Exercise requirements: Can you recast every line of the material below as a numbered list, leaving out any blank lines?

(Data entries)

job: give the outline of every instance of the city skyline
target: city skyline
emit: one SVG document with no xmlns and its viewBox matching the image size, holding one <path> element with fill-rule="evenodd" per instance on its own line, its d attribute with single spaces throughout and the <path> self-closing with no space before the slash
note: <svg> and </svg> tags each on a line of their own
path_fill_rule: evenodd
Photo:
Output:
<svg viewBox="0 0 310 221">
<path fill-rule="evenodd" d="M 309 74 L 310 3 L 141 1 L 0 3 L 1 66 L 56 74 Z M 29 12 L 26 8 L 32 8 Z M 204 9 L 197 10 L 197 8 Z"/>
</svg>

Response below:
1. job: give the outline of every instance of the city skyline
2. target: city skyline
3. emit: one SVG document with no xmlns and its viewBox matching the image size, holding one <path> element with fill-rule="evenodd" per instance on its own line, its d attribute with single spaces throughout and the <path> self-closing with no space before the slash
4. note: <svg> and </svg> tags each on a line of their own
5. path_fill_rule: evenodd
6. Photo:
7. Output:
8. <svg viewBox="0 0 310 221">
9. <path fill-rule="evenodd" d="M 309 74 L 310 3 L 141 1 L 0 3 L 1 66 L 56 74 Z M 29 12 L 26 8 L 32 8 Z M 204 9 L 197 10 L 197 8 Z"/>
10. </svg>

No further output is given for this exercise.